- [Exercise tasks]
1) According to the passage on TKO Records, who founded the label, and in what year?
2) Render the stretch of the entries from their first line through the line containing "positive clicks: (5, 100)" as a Markdown table with the columns Row and Line, numbering each row and leaving out blank lines.

- [Passage provided]

TKO Records is an independent punk rock record label in Portland, Oregon. The label is primarily known for its role in the late 1990s American street punk scene and has continued its notability as a source of new releases, reissues, and archival recordings.  The OC Weekly newspaper recognized the label as "best record label" in Orange County in 2011 and its record store of the same name as "best punk-rock record store" in Orange County, 2008.

History

TKO Records was founded by Mark Rainey in 1997 in San Francisco, California. Early on the label rose to prominence with releases from the Dropkick Murphys, Lower Class Brats, Anti-Heros,  Swingin' Utters, The Templars, Pressure Point, Workin' Stiffs, U.S. Bombs, and The Forgotten. The label helped to establish a sound and aesthetic for the street punk scene in the United States that was then rising in popularity. As TKO's prominence within the punk rock scene increased, the label also began releasing records from veteran punk bands such as Cocksparrer, Angelic Upstarts, the Partisans, Slaughter and the Dogs, The Bruisers, Chelsea, The Business, The Real Kids, and Antiseen.

- [Data]

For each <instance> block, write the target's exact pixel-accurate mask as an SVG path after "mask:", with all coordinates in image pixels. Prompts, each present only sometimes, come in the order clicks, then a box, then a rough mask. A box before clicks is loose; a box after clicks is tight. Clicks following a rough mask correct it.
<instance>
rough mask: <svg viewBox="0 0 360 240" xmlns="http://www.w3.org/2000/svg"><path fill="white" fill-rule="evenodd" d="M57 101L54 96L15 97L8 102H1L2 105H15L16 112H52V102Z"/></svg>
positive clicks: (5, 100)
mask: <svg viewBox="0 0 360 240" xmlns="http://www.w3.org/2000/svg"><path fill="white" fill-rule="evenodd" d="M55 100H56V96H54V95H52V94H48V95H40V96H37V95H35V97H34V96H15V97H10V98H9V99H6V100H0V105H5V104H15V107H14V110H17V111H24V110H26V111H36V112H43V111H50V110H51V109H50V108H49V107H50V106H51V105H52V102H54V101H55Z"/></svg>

- [Exercise answers]
1) Mark Rainey founded TKO Records in 1997.

2)
| Row | Line |
|---|---|
| 1 | For each <instance> block, write the target's exact pixel-accurate mask as an SVG path after "mask:", with all coordinates in image pixels. Prompts, each present only sometimes, come in the order clicks, then a box, then a rough mask. A box before clicks is loose; a box after clicks is tight. Clicks following a rough mask correct it. |
| 2 | <instance> |
| 3 | rough mask: <svg viewBox="0 0 360 240" xmlns="http://www.w3.org/2000/svg"><path fill="white" fill-rule="evenodd" d="M57 101L54 96L15 97L8 102H1L2 105H15L16 112H52V102Z"/></svg> |
| 4 | positive clicks: (5, 100) |